THE REQUEST: Please rewrite the records below as a numbered list, one item per line, with blank lines dropped and the pictures left out.

SUPPLIED RECORDS:
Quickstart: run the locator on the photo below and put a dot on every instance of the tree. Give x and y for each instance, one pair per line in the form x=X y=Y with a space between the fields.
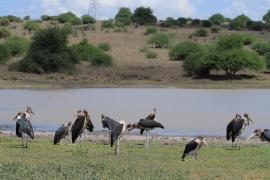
x=48 y=53
x=124 y=16
x=86 y=19
x=217 y=19
x=68 y=17
x=266 y=17
x=239 y=22
x=144 y=16
x=160 y=40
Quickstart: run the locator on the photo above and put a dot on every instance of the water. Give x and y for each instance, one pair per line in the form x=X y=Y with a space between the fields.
x=181 y=111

PROBLEM SOLUTION:
1. Quickstart: run the locator on the photo below and put a dot on every instance of the tree. Give x and y for each instance, one pair per line in the form x=X y=Y with a space between the fields.
2. x=48 y=53
3. x=124 y=16
4. x=86 y=19
5. x=217 y=19
6. x=68 y=17
7. x=266 y=17
8. x=239 y=22
9. x=144 y=16
10. x=160 y=40
11. Quickstart: run the locator on the photo above and put a dot on every instance of the water. Give x and y for each instance, one pair per line in the form x=X y=Y with a space between the fields.
12. x=181 y=111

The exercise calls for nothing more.